**TEXT PASSAGE:**
In March 1832 a cholera pandemic broke out in Paris devastating the city. One hundred thousand people died in France and twenty thousand were victim in the capital from this terrible sickness. The treatment was unknown and it had originated in the Ganges Delta (India). The descriptions from those times are terrifying: in just a few hours the body of a healthy person was reduced to an almost skeleton state. The country was in panic.
On June 30th the Daughters of Charity received the first medals of the Virgin, minted according to the model that the Blessed Virgin Mary had shown Saint Catherine Labouré two years before. It was an explicit wish from Mary with the intent to protect and fill with grace Her sons and daughters.
Miracles multiplied
The Sisters immediately started to distribute them. Miracles multiplied and the people from the town started calling them “Miracle Medals”.
What Our Lady ask of Sister Catherine was a reality: “Have a Medal struck after this model. All who wear it will receive great graces. Graces will abound for persons who wear it with confidence.”
In June 1832 the first two thousand medals were distributed. For 1834 more than half a million had already been delivered. In 1835, a million. By 1839 there were more than ten million medals in several places. When Saint Catherine passed away (1876) over a billion medals had already been coined.
History records -among many- the case of eight-year-old Caroline Nenain. She was the only one in her class not to wear the Miracle Medal and the only one afflicted by cholera. However, after the sisters gave her the medal she was cured and could go back to her studies.
The Virgin Mary healed bodies and souls then, as she keeps doing today.

**TASKS TO PERFORM:**
1) According to the passage on the Miracle Medal, when did the cholera pandemic break out in Paris?
2) Copy the passage on the Miracle Medal between "What Our Lady" and "keeps doing today.", inclusive.
You won't need the listing for anything here.

**DATASET ENTRIES:**
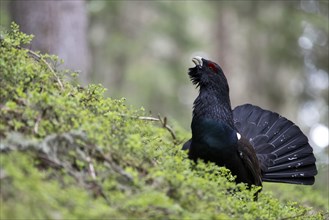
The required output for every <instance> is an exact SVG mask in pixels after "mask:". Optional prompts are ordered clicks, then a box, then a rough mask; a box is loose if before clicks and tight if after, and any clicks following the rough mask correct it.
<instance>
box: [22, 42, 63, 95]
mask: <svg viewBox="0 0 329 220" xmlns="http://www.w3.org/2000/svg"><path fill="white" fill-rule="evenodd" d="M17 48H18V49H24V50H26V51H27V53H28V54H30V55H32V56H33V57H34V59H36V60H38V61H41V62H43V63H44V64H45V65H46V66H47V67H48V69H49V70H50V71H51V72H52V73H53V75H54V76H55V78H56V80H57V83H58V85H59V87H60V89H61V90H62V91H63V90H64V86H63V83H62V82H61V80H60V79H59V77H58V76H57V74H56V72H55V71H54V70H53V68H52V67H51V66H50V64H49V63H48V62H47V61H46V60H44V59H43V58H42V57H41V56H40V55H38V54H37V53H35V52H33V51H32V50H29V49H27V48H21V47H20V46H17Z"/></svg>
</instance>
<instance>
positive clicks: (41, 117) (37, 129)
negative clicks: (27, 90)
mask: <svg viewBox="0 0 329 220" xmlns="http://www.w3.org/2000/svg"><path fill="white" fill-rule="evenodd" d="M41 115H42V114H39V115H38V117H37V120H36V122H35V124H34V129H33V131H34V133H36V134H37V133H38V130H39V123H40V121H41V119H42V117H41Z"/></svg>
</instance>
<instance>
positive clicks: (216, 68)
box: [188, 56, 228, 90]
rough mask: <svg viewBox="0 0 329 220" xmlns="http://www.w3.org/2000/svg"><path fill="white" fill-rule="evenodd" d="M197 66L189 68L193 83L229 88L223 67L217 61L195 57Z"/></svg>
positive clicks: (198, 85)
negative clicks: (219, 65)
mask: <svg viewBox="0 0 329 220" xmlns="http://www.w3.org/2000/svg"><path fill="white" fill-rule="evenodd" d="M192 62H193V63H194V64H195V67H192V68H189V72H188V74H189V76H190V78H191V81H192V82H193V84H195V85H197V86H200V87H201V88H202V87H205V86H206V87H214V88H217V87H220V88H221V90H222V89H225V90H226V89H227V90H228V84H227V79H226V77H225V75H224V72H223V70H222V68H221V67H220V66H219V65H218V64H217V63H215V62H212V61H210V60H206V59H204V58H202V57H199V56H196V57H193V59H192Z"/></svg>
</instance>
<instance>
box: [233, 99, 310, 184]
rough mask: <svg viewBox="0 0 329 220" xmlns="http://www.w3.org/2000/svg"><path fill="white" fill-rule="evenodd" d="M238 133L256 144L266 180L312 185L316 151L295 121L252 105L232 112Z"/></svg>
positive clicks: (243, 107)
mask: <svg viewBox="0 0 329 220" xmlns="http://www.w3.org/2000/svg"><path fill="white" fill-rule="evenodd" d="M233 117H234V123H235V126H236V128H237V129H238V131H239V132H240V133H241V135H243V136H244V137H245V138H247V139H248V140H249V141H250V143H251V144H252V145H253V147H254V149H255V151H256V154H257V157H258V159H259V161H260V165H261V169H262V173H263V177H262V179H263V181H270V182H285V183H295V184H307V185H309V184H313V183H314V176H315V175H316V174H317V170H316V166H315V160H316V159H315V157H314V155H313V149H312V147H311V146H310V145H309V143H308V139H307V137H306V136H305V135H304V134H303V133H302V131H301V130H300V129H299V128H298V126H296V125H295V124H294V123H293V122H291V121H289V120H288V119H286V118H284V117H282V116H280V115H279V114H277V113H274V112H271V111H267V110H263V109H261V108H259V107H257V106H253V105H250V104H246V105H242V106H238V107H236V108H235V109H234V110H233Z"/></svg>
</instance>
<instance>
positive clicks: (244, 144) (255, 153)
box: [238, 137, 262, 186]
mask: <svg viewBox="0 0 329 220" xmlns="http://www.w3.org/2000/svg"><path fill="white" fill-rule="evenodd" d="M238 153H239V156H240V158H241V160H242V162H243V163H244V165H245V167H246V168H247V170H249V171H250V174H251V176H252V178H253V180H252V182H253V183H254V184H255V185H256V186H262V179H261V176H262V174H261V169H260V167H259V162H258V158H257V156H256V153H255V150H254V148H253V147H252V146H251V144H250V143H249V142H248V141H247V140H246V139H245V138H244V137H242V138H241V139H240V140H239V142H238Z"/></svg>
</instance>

**ANSWERS FOR EACH ITEM:**
1) March 1832

2)
What Our Lady ask of Sister Catherine was a reality: “Have a Medal struck after this model. All who wear it will receive great graces. Graces will abound for persons who wear it with confidence.”
In June 1832 the first two thousand medals were distributed. For 1834 more than half a million had already been delivered. In 1835, a million. By 1839 there were more than ten million medals in several places. When Saint Catherine passed away (1876) over a billion medals had already been coined.
History records -among many- the case of eight-year-old Caroline Nenain. She was the only one in her class not to wear the Miracle Medal and the only one afflicted by cholera. However, after the sisters gave her the medal she was cured and could go back to her studies.
The Virgin Mary healed bodies and souls then, as she keeps doing today.